● **Source records**
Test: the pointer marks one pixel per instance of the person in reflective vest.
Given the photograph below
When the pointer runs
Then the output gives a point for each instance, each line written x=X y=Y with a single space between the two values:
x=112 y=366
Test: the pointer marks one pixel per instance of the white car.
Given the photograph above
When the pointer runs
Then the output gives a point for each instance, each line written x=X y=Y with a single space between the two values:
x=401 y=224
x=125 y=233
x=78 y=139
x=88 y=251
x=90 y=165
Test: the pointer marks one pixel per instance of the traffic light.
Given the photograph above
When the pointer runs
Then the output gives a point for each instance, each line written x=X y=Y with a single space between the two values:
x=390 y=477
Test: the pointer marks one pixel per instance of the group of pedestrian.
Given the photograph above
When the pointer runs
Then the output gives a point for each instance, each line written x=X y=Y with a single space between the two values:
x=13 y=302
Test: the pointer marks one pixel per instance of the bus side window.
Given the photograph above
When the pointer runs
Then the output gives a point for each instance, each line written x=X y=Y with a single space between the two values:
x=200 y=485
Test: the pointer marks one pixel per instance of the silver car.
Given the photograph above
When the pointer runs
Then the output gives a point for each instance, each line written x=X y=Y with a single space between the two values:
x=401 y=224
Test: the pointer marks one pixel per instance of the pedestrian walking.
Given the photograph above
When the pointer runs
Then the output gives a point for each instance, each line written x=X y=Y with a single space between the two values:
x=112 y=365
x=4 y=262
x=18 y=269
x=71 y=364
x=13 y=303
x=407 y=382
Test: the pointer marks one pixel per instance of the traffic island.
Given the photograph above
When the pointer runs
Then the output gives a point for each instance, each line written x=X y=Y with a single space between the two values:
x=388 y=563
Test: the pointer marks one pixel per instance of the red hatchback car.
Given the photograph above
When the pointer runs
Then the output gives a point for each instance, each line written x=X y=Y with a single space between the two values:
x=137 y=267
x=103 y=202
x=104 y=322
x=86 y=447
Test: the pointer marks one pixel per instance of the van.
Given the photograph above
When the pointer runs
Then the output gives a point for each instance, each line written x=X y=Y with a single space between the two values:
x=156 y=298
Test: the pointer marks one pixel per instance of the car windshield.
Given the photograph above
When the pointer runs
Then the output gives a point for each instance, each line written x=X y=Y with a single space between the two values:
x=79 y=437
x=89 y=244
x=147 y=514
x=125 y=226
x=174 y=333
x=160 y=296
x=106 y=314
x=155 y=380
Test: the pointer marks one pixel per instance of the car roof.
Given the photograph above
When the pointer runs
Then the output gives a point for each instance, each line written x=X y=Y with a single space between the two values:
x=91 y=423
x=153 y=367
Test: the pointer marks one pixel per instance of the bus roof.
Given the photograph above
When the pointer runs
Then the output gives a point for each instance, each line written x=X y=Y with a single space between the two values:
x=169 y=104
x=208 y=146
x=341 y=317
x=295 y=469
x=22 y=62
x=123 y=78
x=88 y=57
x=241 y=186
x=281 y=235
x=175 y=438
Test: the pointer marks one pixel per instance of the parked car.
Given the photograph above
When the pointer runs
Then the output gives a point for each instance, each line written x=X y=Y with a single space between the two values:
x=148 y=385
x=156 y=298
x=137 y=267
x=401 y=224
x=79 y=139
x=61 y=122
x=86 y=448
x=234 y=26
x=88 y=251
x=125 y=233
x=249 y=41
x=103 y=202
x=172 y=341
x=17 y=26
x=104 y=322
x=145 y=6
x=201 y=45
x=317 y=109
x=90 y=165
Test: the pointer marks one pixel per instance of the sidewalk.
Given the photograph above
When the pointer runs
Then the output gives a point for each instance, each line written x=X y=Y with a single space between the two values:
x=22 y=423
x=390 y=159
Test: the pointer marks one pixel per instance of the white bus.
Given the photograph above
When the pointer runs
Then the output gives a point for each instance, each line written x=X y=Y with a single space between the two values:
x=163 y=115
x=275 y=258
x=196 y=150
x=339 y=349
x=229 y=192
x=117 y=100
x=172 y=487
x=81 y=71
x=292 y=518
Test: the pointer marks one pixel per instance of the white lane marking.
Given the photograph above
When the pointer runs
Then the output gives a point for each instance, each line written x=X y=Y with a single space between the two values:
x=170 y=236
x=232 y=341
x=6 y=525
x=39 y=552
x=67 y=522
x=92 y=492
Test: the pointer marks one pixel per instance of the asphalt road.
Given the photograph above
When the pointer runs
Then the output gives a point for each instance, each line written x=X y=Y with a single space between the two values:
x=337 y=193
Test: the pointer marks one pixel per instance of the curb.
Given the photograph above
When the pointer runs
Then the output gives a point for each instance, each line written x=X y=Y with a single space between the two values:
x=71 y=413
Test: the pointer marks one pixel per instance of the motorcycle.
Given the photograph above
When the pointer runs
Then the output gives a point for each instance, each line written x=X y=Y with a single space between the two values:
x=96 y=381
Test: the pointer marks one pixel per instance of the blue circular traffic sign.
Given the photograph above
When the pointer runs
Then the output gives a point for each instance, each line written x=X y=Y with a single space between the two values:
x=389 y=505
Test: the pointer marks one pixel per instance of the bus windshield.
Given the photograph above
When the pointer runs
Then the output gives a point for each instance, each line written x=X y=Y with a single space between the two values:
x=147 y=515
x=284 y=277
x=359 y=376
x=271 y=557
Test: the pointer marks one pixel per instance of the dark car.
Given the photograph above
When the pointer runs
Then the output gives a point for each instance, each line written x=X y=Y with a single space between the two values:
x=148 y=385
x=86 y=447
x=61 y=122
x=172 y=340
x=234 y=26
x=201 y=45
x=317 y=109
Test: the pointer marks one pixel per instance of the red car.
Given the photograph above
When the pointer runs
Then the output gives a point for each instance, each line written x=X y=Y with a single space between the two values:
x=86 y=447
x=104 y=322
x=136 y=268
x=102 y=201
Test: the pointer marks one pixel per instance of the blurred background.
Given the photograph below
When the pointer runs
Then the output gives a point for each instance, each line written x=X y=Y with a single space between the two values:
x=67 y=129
...
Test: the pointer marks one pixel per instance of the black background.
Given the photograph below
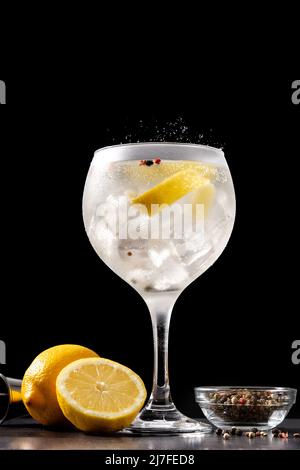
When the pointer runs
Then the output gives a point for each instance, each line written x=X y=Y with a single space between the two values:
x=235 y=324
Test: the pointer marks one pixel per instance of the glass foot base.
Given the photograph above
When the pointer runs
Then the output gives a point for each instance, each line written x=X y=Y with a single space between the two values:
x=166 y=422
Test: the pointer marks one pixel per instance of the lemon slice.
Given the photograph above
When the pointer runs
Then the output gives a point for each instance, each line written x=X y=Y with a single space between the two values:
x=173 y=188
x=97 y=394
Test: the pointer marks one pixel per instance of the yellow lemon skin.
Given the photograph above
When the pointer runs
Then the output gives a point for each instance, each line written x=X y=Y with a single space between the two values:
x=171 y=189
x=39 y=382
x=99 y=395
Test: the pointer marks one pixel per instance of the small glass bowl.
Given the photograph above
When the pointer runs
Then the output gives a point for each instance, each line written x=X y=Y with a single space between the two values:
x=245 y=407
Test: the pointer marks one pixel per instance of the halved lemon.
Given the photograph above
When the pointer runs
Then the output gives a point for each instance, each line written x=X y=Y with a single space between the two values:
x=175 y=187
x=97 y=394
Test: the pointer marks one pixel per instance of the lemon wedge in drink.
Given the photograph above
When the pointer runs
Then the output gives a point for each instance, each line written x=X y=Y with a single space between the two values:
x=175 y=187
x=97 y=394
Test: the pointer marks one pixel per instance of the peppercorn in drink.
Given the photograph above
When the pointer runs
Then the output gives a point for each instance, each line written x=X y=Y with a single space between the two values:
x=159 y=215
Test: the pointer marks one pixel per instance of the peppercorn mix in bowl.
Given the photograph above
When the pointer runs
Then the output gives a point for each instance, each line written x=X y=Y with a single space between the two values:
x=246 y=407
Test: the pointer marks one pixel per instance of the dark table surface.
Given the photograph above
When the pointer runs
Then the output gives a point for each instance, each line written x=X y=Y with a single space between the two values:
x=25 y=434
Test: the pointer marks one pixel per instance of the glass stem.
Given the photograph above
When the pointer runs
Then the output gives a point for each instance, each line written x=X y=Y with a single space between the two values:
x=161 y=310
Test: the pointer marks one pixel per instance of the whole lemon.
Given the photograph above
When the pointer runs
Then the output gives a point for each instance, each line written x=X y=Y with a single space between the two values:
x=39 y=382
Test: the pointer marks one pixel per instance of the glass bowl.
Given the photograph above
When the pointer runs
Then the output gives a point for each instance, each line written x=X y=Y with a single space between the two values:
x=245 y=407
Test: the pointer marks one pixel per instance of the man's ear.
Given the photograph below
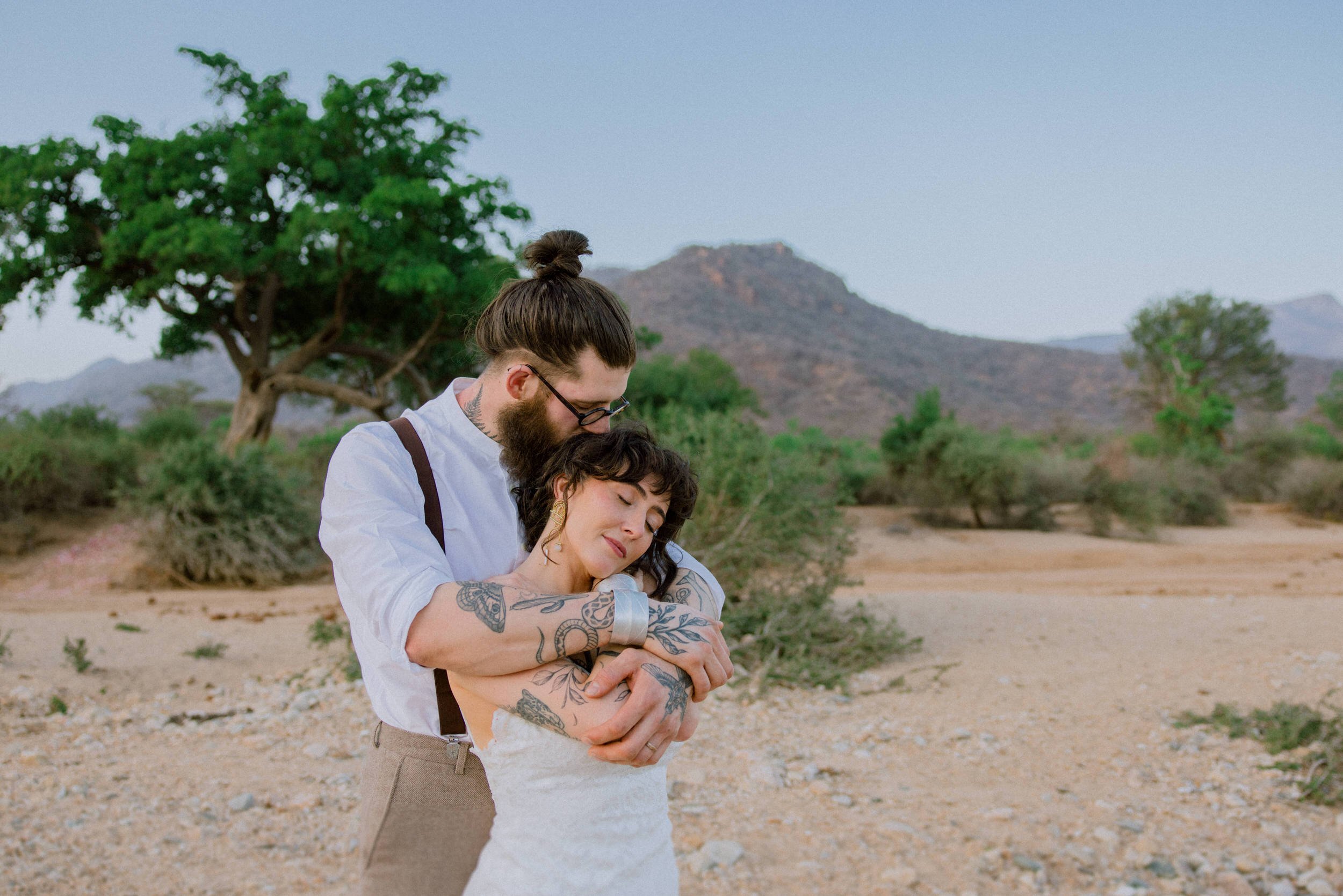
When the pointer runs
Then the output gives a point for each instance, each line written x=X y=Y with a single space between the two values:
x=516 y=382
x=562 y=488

● **Challenge**
Arrange the rows as a JSON list of strings, one string per line with blank lines omitted, beginning at the line that contains "dark table surface." and ending after the line that contains "x=161 y=310".

● **Output**
[
  "Test: the pointer marks one pixel per instance of the dark table surface.",
  "Given the photograph above",
  "When the pointer runs",
  "Then the output gives a point for each instance, each line written x=X y=Y with a single space between the two values:",
  "x=25 y=434",
  "Test: the pointer marks one pixel per instance of the glass stem.",
  "Given the photograph above",
  "When the pointer runs",
  "Then the output gives a point for each instance, each line written x=X y=Y with a single space between the two values:",
  "x=161 y=310"
]